**The problem**
Copy each line below that includes "soccer".

---------- Dataset records

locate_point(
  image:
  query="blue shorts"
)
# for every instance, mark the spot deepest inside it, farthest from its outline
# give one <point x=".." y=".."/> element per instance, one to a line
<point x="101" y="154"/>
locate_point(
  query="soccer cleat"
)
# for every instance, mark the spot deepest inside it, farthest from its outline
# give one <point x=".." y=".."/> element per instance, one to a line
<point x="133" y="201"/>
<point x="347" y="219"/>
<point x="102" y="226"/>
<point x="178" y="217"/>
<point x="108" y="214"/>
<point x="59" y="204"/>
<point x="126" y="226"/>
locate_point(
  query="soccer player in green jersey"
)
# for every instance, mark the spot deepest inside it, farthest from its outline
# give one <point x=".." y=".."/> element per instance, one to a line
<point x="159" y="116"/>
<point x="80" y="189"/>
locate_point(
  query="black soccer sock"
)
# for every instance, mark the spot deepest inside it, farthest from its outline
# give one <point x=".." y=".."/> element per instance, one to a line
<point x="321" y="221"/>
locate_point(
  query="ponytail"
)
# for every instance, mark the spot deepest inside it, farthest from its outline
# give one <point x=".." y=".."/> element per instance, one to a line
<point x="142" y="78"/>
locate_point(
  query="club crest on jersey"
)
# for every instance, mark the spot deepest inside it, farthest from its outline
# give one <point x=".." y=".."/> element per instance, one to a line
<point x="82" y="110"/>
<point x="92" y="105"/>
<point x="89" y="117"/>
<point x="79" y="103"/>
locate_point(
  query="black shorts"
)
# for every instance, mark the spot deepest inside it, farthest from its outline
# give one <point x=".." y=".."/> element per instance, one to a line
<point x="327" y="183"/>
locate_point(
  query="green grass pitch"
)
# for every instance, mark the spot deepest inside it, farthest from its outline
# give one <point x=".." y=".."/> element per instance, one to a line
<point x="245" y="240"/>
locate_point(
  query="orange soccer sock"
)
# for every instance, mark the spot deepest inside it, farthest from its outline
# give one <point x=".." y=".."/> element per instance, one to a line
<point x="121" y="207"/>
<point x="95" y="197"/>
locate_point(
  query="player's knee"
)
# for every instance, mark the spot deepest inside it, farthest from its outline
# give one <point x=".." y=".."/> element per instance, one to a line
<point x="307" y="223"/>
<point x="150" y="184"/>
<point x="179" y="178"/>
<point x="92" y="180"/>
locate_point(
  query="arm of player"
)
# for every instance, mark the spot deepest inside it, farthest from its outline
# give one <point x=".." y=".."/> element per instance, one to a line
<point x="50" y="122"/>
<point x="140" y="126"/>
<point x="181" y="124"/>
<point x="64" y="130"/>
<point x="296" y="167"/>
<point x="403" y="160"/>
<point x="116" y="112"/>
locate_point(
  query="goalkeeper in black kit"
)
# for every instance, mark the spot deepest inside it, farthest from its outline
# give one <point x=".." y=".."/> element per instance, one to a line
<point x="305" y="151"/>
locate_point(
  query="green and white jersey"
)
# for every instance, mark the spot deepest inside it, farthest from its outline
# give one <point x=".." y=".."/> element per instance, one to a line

--------------------

**Task solution**
  query="soccer cleat"
  query="soccer player in green jersey"
  query="black soccer sock"
  query="orange soccer sock"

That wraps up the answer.